=== Section Start ===

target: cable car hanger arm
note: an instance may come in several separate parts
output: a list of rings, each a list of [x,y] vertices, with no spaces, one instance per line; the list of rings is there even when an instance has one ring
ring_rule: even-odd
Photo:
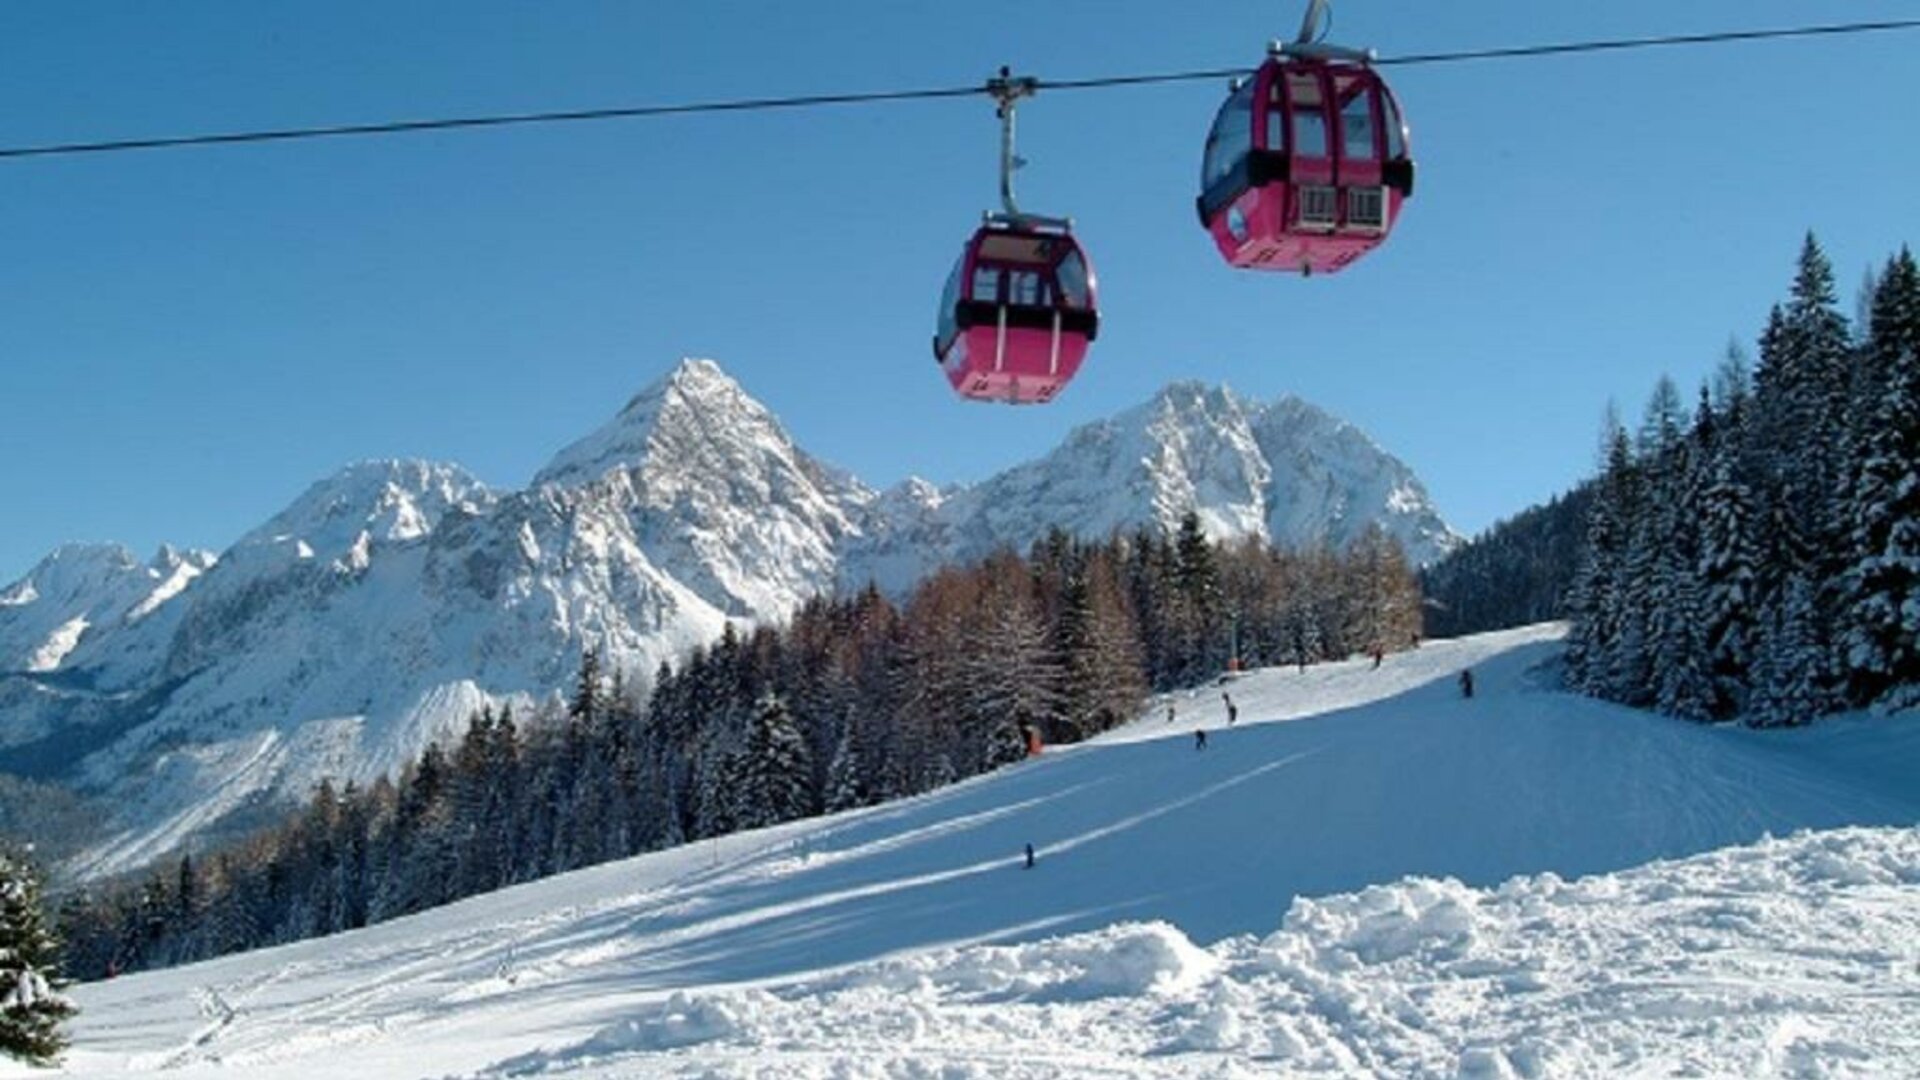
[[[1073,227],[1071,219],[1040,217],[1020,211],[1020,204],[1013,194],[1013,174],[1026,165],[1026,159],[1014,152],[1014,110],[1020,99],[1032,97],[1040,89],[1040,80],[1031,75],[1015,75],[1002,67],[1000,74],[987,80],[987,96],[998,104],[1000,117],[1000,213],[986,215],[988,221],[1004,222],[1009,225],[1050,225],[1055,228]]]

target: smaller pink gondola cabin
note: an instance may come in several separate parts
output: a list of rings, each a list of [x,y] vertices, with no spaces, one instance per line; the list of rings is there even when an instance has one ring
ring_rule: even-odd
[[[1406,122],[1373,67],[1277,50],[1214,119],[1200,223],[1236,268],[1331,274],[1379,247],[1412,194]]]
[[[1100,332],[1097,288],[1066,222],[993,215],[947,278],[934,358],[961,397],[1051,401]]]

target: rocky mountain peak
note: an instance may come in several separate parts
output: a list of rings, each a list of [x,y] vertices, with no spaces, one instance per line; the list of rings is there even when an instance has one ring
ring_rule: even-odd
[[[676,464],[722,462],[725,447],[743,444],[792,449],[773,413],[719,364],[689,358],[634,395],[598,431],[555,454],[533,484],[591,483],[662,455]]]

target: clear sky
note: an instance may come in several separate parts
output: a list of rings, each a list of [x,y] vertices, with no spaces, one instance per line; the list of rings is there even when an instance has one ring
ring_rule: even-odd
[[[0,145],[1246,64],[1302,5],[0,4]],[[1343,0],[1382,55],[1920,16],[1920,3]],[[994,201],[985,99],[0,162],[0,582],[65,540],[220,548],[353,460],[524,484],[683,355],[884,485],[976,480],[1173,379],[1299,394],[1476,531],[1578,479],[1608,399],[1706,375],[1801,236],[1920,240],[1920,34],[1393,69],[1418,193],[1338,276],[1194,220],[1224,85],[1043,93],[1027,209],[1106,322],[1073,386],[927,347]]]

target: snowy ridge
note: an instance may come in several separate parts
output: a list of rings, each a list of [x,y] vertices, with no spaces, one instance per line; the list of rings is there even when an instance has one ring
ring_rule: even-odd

=== Section End ===

Assigned task:
When you reach the line that holds "target: rocky mountain peak", please copy it and every line after it through the end of the listing, exactly and with no other lines.

Output of the exercise:
target: rocky mountain peak
note: an instance may come in several separate parts
output: a list of rings, each a list of [x,y] vertices, with no spaces, one instance per line; the list of rings is there even when an instance has one ring
ring_rule: even-odd
[[[676,464],[722,462],[725,447],[743,444],[792,449],[773,413],[719,364],[689,358],[634,395],[598,431],[555,454],[533,484],[591,483],[662,455]]]

target: clear sky
note: an instance may come in several separate parts
output: a list of rings, each a list of [x,y] vertices, with no spaces, one instance per line; the list of rings is there even when an instance has one ring
ring_rule: even-odd
[[[0,145],[1246,64],[1302,5],[0,4]],[[1343,0],[1382,55],[1920,16],[1920,3]],[[994,201],[985,99],[0,162],[0,582],[65,540],[220,548],[353,460],[524,484],[683,355],[884,485],[976,480],[1173,379],[1299,394],[1476,531],[1578,479],[1608,399],[1706,375],[1801,236],[1920,240],[1920,34],[1393,69],[1418,193],[1338,276],[1194,220],[1224,85],[1043,93],[1027,209],[1106,322],[1073,386],[927,347]]]

target: snowy ridge
note: an instance may come in several separate parts
output: a list of rings, each a list of [x,y] vertices, with no spaces, one instance per line; the list of rings is there even when an instance has one ring
ring_rule: even-odd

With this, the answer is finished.